*ACTIVITY LIST*.
[A] In the Closed Bottle test text, why were the bottles placed on a roller bank in a ventilated hood for 4 hours?
[B] The Closed Bottle test text names several groups of bottles. List every group and the number of bottles in each.
[C] Proceed with the Closed Bottle test text from the point where it stops.

*EXCERPTED TEXT*.
..........

Nutrients, and stocks
The nutrient medium of the Closed Bottle test contained per litre of deionized water; 8.5 mg KH2PO4, 21.75 mg K2HPO4, 33.4 mg Na2HPO4.2H2O, 22.5 mg MgSO4.7H20, 27.5 mg CaCl2, 0.25 mg FeCl3.6H2O. Ammonium chloride was omitted from the medium to prevent nitrification.
Accurate administration of the water-insoluble test substance was accomplished by dissolving 1.0 g/L of the test substance in dichloromethane (DCM). The test substance in DCM (0.6 mL) was directly added to the bottles. The solvent was allowed to evaporate by placing the bottles on a roller bank in a ventilated hood for 4 hours to obtain an even distribution of the test substance on the walls of the bottles. Next the bottles were filled with nutrient medium with inoculum and closed. The resulting concentration of test substance in the bottles was 2.0 mg/L. Sodium acetate was added to the bottles using a stock solution of 1.0 g/L.
Test procedures
The Closed Bottle test was performed according to the study plan. The study plan was developed from ISO Test Guidelines (1994). Use was made of 10 bottles with test substance and inoculum, 10 bottles treated with DCM (added and evaporated) with inoculum, 10 bottles only containing inoculum and 6 bottles with sodium acetate and inoculum.
The concentrations of the test substance, and sodium acetate in the bottles were 2.0 and 6.7 mg/L, respectively. Each of the prepared solutions was dispensed into the respective group of BOD bottles so that all bottles were completely filled without air bubbles. The zero time bottles were immediately analyzed for dissolved oxygen using an oxygen electrode. The remaining bottles were closed and incubated in the dark. Two duplicate bottles of all series were withdrawn for analyses of the dissolved oxygen concentration at day 7, 14, 21, and 28.
Calculation of the results
Calculation of endogenous respiration
The endogenous respiration (oxygen depletion in the control) was calculated as follows;
Oxygen depletion (endogenous respiration) (mg/L) = Mc (day 0) - Mc (day 28)
MC is the mean oxygen level in the control bottle with mineral salts medium and inoculum.
Calculation of the theoretical oxygen demand (ThOD)
The ThODs of Dichlorobis(n-cyclopentadienyl)titanium, and sodium acetate were calculated
from their molecular formulae and molecular weights as follows.
ThOD_NH3(mgO2 / mg) = (16(2C+0.5(H-Cl-3N)+3S+2.5P+0.5Na-O)/MW
Calculation of the biochemical oxygen demand (BOD)

..........

*SUPPLIED DATA*.
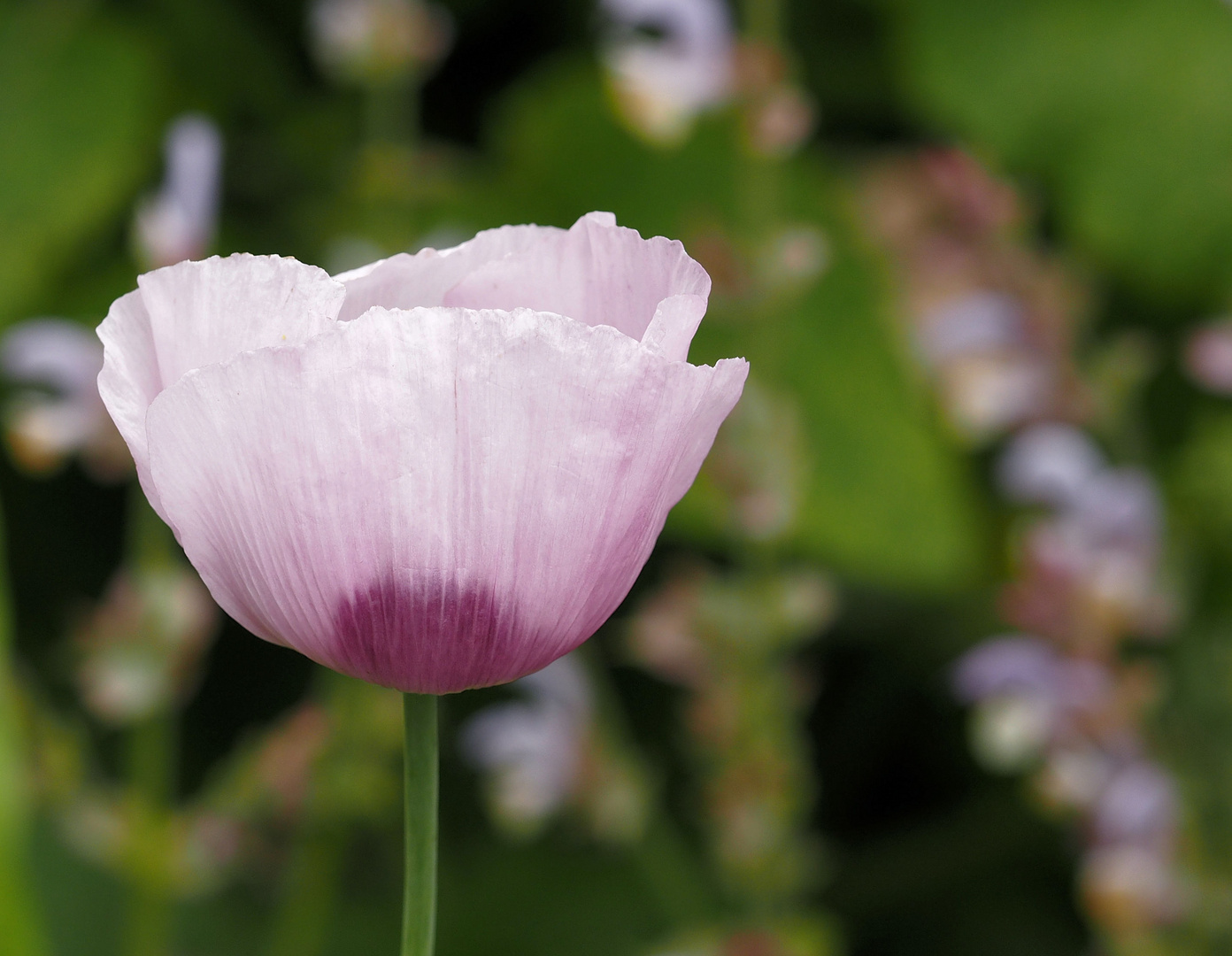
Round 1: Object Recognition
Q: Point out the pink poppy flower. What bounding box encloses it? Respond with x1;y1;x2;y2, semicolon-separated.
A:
98;213;748;694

..........

*ANSWERS TO THE PROBLEMS*.
[A] This let the dichloromethane solvent evaporate. It also gave an even distribution of the test substance on the walls of the bottles.

[B]
- Test substance and inoculum: 10 bottles
- Treated with DCM (added and evaporated), with inoculum: 10 bottles
- Only inoculum: 10 bottles
- Sodium acetate and inoculum: 6 bottles

[C]
Provided that the oxygen concentrations in all bottles at the start of the test were equal, the amounts of oxygen consumed in test and reference compound bottles were calculated as follows:
Oxygen consumption (mg/L) by test substance = MCS - Mt
Oxygen consumption (mg/L) by reference compound = Mc- Ma
Mc or cs the mean oxygen level in control bottles (standard) and control bottles treated with DCM (added and evaporated) n-days after the start of the test.
Mt or a is the mean oxygen concentration in the bottles containing the test substance (t) or the reference compound, sodium acetate (a), n-days after the start of the test.
The biological oxygen demand (BOD) mg/mg of the test substance and sodium acetate was
calculated by dividing the oxygen consumption by the concentration of the test substance and
sodium acetate in the closed bottle, respectively.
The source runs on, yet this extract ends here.